§ **Goal**: Pick out and copy every line of the material below that contains the word "rung", matching case exactly.

§ **Data for this exercise**:

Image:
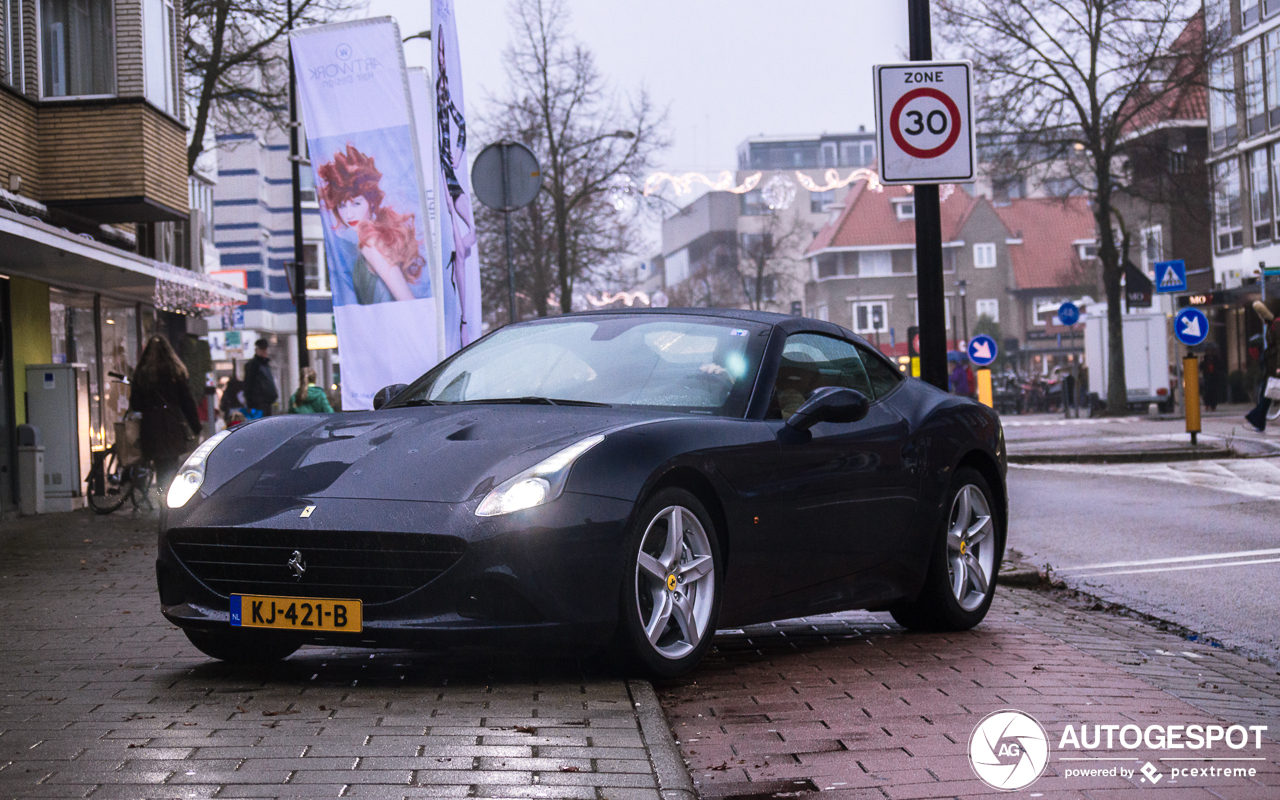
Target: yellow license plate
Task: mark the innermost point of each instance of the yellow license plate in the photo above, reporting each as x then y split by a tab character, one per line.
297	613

---

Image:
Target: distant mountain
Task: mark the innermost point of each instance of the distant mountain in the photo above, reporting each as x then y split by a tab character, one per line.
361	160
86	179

--

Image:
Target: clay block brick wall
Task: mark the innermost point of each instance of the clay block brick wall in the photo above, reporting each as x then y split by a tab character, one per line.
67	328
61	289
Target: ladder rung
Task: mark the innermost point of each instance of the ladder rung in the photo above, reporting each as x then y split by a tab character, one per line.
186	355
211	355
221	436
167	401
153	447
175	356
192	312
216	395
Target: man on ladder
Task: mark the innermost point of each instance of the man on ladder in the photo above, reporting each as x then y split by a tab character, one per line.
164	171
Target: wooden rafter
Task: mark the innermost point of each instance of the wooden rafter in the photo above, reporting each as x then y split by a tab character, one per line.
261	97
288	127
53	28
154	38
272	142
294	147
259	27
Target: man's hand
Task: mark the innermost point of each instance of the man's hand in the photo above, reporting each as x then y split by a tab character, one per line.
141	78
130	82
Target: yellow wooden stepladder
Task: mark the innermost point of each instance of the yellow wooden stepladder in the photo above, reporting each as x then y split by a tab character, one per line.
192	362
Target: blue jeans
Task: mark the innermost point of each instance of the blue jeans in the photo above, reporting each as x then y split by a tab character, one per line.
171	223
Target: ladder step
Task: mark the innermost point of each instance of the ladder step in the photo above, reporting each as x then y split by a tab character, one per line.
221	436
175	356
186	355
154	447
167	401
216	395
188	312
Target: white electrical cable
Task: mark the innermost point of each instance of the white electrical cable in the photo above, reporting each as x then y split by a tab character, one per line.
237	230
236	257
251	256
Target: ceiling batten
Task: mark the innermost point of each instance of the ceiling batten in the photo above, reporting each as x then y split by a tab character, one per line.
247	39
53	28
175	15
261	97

§ **Reply**:
Target: ladder rung
Task: mark the innermost point of each instance of the ladder rung in the photo above, reporting each as x then y split by a tab character, one per line.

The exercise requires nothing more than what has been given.